*Study text*:
......
Breast milk contains antibodies that protect the baby from illnesses including: gastrointestinal disease, respiratory infections, asthma, obesity, type I and type II diabetes and childhood leukemia. In addition to the benefits breast-feeding offers babies, it offers mothers a reduction in risk for type II diabetes, breast cancer, ovarian cancer and postpartum depression. A healthier baby and mom means both parents can be at work and productive, which seems like a welcome benefit for the employer.[1] Additionally, in 2011 the Health and Human Services Department released a report showing researchers believe that breast-feeding may be particularly beneficial to mothers who have survived childhood cancer. (Source HHS HealthBeat, February 21, 2011.)

Workplace Challenges

Mothers who choose to breast-feed face significant challenges when returning to work after the birth of a child. The commitment to feed a child breast milk requires working mothers to express breast milk at regular intervals throughout the day and properly store the milk for the baby’s consumption. This is generally done with an electric pump that can be carried in a simple backpack. Expressing milk at work can be particularly challenging for mothers who travel or have limited opportunities to express milk while at work. Women who don’t have adequate milk expressing options may often consider taking longer leaves, reducing their hours or even quitting their jobs. An employer can maximize the opportunity for a smooth transition back to work by providing an environment that supports breast-feeding mothers.
......
*Data extract*:
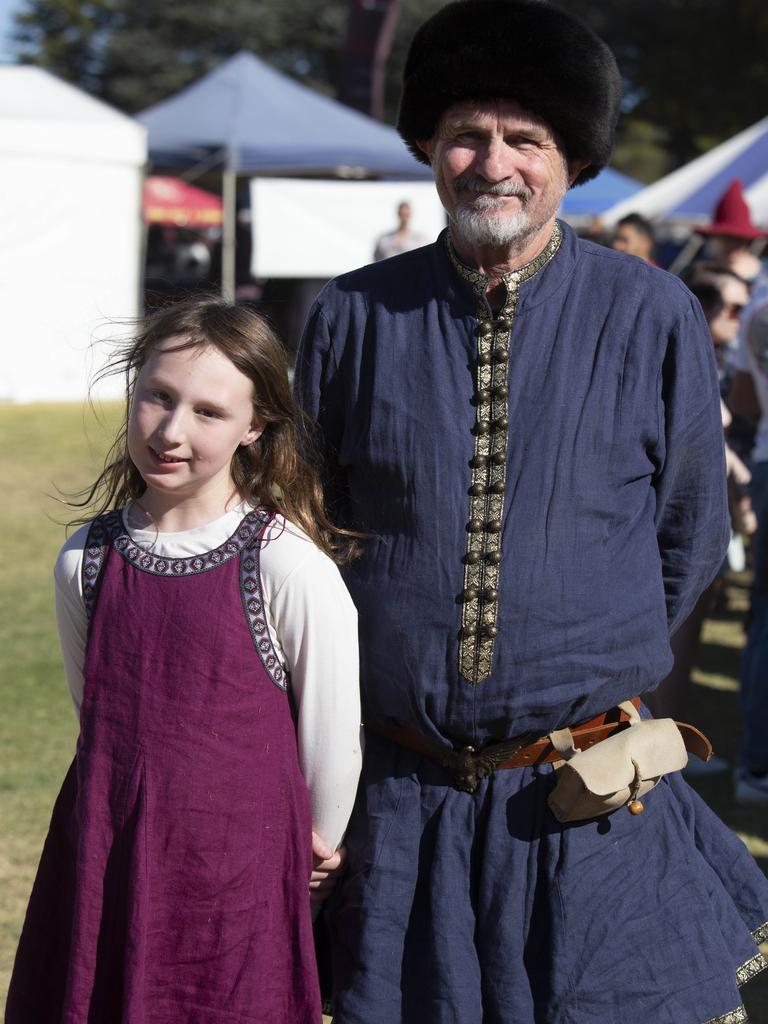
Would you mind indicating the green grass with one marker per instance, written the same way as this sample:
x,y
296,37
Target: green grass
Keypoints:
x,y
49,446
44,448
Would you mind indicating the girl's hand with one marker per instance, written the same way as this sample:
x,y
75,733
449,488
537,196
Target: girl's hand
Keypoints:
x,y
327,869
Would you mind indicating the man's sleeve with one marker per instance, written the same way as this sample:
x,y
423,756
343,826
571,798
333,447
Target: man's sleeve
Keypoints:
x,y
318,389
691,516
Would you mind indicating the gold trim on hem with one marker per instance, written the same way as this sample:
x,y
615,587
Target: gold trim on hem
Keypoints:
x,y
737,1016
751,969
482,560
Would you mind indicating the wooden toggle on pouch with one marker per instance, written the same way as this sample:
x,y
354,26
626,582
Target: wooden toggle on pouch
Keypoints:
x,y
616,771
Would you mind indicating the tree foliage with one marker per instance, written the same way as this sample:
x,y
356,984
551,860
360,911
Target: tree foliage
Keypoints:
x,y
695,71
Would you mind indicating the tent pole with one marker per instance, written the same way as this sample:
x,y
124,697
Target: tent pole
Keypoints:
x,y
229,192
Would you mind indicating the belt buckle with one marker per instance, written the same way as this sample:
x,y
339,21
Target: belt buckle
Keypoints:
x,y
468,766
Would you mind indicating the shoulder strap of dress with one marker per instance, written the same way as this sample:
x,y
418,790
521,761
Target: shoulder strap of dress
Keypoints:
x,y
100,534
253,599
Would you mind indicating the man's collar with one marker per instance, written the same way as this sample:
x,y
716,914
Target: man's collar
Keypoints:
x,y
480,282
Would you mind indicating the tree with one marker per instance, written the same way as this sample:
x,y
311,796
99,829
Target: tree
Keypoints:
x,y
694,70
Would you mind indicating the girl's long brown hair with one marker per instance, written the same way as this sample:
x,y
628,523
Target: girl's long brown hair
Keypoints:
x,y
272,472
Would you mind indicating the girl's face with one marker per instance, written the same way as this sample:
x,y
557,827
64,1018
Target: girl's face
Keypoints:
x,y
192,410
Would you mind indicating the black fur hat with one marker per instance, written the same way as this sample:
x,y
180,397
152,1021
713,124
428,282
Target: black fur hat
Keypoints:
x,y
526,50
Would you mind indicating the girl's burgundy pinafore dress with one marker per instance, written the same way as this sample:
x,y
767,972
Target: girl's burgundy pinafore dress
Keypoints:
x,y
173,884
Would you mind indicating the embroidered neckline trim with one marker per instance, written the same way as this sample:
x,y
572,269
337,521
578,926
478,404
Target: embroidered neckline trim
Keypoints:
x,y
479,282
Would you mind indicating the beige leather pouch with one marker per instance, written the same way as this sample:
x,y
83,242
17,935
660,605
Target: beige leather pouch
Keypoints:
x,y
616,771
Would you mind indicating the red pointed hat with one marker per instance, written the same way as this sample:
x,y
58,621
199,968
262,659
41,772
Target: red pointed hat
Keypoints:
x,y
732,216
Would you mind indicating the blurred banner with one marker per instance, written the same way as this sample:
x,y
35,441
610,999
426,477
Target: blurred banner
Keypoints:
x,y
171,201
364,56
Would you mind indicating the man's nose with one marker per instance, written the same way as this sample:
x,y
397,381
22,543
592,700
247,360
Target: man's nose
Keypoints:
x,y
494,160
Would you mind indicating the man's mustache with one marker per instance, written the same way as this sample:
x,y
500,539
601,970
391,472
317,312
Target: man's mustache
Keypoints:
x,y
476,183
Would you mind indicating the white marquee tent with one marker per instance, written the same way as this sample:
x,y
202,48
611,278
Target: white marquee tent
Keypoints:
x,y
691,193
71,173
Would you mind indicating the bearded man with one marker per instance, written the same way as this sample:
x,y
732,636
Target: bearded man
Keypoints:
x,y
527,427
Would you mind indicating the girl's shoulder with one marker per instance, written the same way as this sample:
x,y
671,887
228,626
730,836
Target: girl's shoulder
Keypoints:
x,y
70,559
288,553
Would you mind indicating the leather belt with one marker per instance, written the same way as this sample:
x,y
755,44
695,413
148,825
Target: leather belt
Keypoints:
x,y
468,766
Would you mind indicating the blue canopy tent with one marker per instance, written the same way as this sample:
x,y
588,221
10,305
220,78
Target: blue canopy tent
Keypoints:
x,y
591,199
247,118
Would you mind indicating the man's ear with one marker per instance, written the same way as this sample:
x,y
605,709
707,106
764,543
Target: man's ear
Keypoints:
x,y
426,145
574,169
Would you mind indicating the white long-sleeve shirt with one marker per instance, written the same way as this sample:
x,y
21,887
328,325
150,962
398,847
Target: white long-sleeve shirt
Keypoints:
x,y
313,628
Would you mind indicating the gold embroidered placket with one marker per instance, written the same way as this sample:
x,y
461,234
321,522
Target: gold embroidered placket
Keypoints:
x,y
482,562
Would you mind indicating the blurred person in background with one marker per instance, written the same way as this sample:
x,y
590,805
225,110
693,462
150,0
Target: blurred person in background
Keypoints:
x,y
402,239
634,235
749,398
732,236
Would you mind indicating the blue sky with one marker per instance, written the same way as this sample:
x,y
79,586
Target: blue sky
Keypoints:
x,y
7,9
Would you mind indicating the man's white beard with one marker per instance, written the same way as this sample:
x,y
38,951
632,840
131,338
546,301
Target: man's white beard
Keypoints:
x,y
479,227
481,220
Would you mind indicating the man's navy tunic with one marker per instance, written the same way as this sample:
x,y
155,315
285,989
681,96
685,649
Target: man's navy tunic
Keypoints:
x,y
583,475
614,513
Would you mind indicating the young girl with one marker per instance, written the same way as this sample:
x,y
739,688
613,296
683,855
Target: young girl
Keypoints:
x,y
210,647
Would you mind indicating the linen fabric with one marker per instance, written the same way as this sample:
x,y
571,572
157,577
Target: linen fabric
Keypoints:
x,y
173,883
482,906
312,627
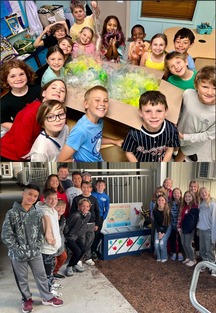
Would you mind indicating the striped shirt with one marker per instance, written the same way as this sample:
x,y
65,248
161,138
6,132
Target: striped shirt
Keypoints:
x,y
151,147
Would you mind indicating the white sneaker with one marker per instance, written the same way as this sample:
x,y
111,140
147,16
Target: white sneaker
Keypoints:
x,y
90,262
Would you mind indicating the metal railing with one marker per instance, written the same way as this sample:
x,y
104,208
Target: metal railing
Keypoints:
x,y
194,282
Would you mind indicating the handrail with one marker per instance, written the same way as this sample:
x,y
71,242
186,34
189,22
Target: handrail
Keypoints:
......
*What the exercise asks*:
Do the following statements agree with the text on breast-feeding and work? For each, answer yes or no and quote the words of the text that decide it.
1. Breast-feeding lowers a mother's risk of ovarian cancer.
2. Working mothers usually express milk with a manual hand pump.
3. Some women without adequate options for expressing milk consider reducing their hours.
The data is material separate from the breast-feeding text.

*Answer space*:
1. Yes: "it offers mothers a reduction in risk for type II diabetes, breast cancer, ovarian cancer and postpartum depression."
2. No: "This is generally done with an electric pump that can be carried in a simple backpack."
3. Yes: "Women who don’t have adequate milk expressing options may often consider taking longer leaves, reducing their hours or even quitting their jobs."